> [Required action]: Nothing should differ between your answer and the records below.

═════ Supplied entries

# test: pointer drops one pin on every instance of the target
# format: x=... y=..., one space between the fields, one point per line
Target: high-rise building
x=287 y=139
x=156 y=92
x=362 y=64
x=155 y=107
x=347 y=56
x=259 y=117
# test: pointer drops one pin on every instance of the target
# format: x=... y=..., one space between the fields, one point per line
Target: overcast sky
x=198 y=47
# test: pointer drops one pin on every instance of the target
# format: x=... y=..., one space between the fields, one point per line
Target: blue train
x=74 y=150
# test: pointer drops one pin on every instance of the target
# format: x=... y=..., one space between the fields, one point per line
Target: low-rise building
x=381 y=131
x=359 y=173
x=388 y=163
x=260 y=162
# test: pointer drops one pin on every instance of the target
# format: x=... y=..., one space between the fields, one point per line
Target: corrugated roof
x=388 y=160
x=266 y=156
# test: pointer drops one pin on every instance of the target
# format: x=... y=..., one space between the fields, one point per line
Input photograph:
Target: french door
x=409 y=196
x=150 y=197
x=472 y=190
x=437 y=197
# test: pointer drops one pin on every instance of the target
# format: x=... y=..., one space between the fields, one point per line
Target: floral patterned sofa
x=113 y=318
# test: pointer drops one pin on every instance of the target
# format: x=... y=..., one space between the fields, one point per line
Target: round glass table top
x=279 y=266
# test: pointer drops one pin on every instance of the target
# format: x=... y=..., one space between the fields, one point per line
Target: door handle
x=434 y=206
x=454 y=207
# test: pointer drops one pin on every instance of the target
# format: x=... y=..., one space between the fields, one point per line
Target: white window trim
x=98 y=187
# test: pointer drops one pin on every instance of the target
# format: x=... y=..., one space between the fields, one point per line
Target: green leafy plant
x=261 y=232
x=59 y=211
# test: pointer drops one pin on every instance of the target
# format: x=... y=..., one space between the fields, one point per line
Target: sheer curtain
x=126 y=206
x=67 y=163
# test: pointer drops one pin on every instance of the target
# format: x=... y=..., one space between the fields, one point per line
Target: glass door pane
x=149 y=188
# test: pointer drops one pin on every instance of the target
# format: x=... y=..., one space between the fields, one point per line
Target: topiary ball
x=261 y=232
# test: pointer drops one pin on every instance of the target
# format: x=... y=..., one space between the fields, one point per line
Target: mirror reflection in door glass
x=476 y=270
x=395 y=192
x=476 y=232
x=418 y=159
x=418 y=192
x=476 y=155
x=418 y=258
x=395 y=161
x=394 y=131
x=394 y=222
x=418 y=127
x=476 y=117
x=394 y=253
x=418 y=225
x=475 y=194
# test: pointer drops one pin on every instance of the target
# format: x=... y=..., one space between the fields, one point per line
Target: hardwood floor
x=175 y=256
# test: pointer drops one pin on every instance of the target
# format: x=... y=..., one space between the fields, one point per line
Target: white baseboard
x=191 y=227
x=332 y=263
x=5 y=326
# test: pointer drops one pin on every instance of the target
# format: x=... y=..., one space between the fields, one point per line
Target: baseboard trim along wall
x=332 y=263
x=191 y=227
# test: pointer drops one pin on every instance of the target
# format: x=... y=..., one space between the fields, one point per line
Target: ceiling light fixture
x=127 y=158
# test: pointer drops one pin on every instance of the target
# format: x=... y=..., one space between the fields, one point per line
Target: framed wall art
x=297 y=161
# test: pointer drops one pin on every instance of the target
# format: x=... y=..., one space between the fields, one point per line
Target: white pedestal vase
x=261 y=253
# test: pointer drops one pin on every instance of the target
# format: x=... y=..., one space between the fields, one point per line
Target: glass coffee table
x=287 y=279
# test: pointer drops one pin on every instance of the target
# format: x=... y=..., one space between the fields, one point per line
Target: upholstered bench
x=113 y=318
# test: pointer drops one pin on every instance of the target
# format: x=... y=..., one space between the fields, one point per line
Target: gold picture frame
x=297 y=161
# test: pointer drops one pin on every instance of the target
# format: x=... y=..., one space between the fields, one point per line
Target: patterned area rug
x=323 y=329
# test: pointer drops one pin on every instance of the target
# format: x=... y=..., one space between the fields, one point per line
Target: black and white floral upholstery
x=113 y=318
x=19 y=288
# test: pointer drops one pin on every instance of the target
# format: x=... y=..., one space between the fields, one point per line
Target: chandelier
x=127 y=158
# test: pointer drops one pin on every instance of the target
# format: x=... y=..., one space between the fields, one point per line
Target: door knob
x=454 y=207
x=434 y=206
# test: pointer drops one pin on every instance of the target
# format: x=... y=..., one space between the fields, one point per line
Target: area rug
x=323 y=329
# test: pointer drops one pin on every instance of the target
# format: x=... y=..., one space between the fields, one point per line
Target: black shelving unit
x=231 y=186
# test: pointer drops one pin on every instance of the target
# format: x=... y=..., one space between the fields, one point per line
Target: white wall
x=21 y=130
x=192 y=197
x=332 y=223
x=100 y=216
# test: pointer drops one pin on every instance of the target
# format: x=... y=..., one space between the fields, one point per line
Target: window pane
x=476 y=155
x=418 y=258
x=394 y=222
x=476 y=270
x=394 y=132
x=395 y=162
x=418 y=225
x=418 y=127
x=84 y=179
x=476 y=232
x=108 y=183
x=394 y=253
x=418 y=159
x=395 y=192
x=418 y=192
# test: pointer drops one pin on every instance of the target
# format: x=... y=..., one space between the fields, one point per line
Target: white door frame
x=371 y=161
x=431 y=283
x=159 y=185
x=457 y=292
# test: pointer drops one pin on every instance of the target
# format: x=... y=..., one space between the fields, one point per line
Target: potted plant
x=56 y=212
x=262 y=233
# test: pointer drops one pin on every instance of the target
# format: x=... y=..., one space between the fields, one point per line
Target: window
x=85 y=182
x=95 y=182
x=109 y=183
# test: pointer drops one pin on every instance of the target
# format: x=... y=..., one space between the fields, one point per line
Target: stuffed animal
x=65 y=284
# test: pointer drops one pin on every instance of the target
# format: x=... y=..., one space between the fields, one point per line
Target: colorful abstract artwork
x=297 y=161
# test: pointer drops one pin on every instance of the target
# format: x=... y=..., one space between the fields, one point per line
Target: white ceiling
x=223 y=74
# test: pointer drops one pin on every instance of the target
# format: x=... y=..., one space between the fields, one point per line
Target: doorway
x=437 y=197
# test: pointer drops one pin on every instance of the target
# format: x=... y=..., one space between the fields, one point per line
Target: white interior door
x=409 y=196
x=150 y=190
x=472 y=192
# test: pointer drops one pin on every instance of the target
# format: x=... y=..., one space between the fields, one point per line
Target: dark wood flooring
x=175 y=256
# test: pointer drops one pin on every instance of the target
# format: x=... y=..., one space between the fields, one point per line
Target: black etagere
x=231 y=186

══════════

> [Problem solution]:
# test: pointer drops one pin on every instance of the target
# format: x=... y=..., one space between the fields, one point per line
Target: high-rise building
x=287 y=139
x=156 y=92
x=362 y=64
x=155 y=107
x=347 y=56
x=259 y=117
# test: pointer drops one pin on every instance of the target
# format: x=... y=..., one space between the fields, one point per line
Target: overcast sky
x=198 y=47
# test: pointer drops one pin on every instance of the target
# format: x=... y=..., one space between the fields, one point per line
Target: blue train
x=74 y=150
# test: pointer drops one pin on every instance of the target
# format: x=... y=..., one space between the fields, one point per line
Target: low-rise building
x=381 y=131
x=359 y=173
x=388 y=163
x=260 y=162
# test: pointer drops one pin on every instance of the target
# format: x=... y=..., one space between the fields, one point per line
Target: corrugated roof
x=388 y=160
x=266 y=156
# test: pointer drops one pin on every instance of the target
# format: x=... y=..., one space between the fields, one point per line
Input photograph:
Target: french door
x=409 y=196
x=150 y=197
x=472 y=190
x=437 y=197
# test: pointer drops one pin on every instance of the target
# format: x=... y=..., one space between the fields, one point per line
Target: floral patterned sofa
x=113 y=318
# test: pointer drops one pin on every instance of the target
# format: x=... y=..., one space between the fields, one point per line
Target: round glass table top
x=279 y=266
# test: pointer drops one pin on every instance of the target
# format: x=... y=..., one space between the fields, one point per line
Target: door handle
x=434 y=206
x=454 y=207
# test: pointer drops one pin on every instance of the target
# format: x=... y=..., one space between the fields, one point per line
Target: white window trim
x=98 y=187
# test: pointer drops one pin on every instance of the target
# format: x=... y=..., one space between the fields, one point per line
Target: green leafy plant
x=261 y=232
x=59 y=211
# test: pointer drops one pin on every instance of the target
# format: x=... y=..., one space between the fields, one point per line
Target: sheer curtain
x=126 y=206
x=67 y=163
# test: pointer drops one pin on every instance of the target
# format: x=... y=..., one space between the fields, one point per line
Target: glass door pane
x=149 y=188
# test: pointer drops one pin on every instance of the target
# format: x=... y=..., one space between the fields, one point per line
Target: topiary ball
x=261 y=232
# test: pointer drops one pin on every instance of the target
# format: x=... y=..., one space between the fields, one point per line
Target: mirror reflection in door glass
x=476 y=270
x=395 y=192
x=476 y=232
x=418 y=159
x=418 y=192
x=476 y=155
x=418 y=258
x=395 y=161
x=394 y=131
x=394 y=222
x=418 y=127
x=476 y=117
x=394 y=253
x=418 y=225
x=475 y=194
# test: pointer drops one pin on every instance of the target
# format: x=... y=..., one space between the fields, one point per line
Target: hardwood floor
x=175 y=256
# test: pointer drops one pin on every instance of the target
# format: x=... y=..., one space between the fields, one point per line
Target: white baseboard
x=191 y=227
x=332 y=263
x=5 y=326
# test: pointer drops one pin on every instance of the target
# format: x=... y=..., one space between the fields, one point per line
Target: baseboard trim along wall
x=332 y=263
x=191 y=227
# test: pointer drops one pin on every instance of the target
# format: x=... y=..., one space between the fields, one point per line
Target: ceiling light fixture
x=127 y=158
# test: pointer drops one pin on every instance of the target
# format: x=... y=..., one space between the fields, one point per line
Target: framed wall art
x=297 y=161
# test: pointer drops one pin on every instance of the target
# format: x=... y=..., one space between the fields, one point per line
Target: white pedestal vase
x=261 y=253
# test: pointer drops one pin on every instance of the target
# format: x=... y=..., one space between the fields, one point per line
Target: glass coffee table
x=287 y=279
# test: pointer drops one pin on every instance of the target
# format: x=... y=..., one space between the fields, one point per line
Target: upholstered bench
x=113 y=318
# test: pointer drops one pin on every instance of the target
# format: x=... y=..., one space between the fields, one point per line
Target: gold picture frame
x=297 y=161
# test: pointer drops one pin on every instance of the target
# format: x=... y=..., one space between the fields, one point per line
Target: patterned area rug
x=323 y=329
# test: pointer drops one pin on every instance of the target
# format: x=... y=..., one space between the fields, one point per line
Target: black and white floral upholstery
x=113 y=318
x=19 y=288
# test: pointer drops one pin on every instance of the target
# format: x=... y=..., one space between the fields, one point per line
Target: chandelier
x=127 y=158
# test: pointer drops one pin on every instance of the target
# format: x=... y=..., one space between the fields, one point per line
Target: door knob
x=454 y=207
x=434 y=206
# test: pointer drops one pin on every instance of the target
# format: x=... y=..., one space between the fields, one point per line
Target: area rug
x=323 y=329
# test: pointer drops one pin on every instance of the target
# format: x=... y=..., one space between the fields, one point per line
Target: black shelving unit
x=231 y=186
# test: pointer drops one pin on every instance of the target
# format: x=... y=..., one space between the fields, one point per line
Target: white wall
x=21 y=130
x=192 y=197
x=332 y=223
x=100 y=216
# test: pointer drops one pin on every instance of the target
# format: x=... y=..., one space between the fields, one point per line
Target: window pane
x=476 y=155
x=418 y=258
x=394 y=222
x=476 y=270
x=394 y=132
x=395 y=162
x=418 y=225
x=418 y=127
x=84 y=179
x=476 y=232
x=108 y=183
x=394 y=253
x=418 y=159
x=395 y=192
x=418 y=192
# test: pointer drops one pin on every instance of the target
# format: x=... y=..., one space between the fields, one point per line
Target: white door frame
x=371 y=161
x=431 y=283
x=159 y=185
x=457 y=292
# test: pointer drops one pin on every instance of the target
# format: x=... y=..., one space between the fields, one point per line
Target: potted plant
x=56 y=212
x=262 y=233
# test: pointer drops one pin on every instance of the target
# format: x=... y=..., one space between the fields, one point per line
Target: window
x=85 y=182
x=95 y=182
x=109 y=183
# test: pointer drops one pin on every instance of the target
# format: x=... y=..., one space between the fields, one point per line
Target: stuffed animal
x=65 y=284
# test: pointer drops one pin on every instance of the target
# format: x=... y=..., one space between the fields, one point per line
Target: colorful abstract artwork
x=297 y=161
# test: pointer drops one pin on every instance of the target
# format: x=... y=..., one space between the fields, one point per line
Target: white ceiling
x=223 y=74
# test: pointer drops one pin on every instance of the target
# format: x=... y=..., one space between the fields, one point per line
Target: doorway
x=437 y=197
# test: pointer drops one pin on every instance of the target
# format: x=... y=..., one space between the fields, one point per line
Target: white interior door
x=409 y=196
x=150 y=190
x=472 y=192
# test: pointer drops one pin on every instance of the target
# format: x=... y=..., one space between the fields, one point per line
Target: dark wood flooring
x=175 y=256
# test: pointer drops one pin on every instance of the target
# format: x=... y=..., one space between the fields, one point per line
Target: black etagere
x=231 y=186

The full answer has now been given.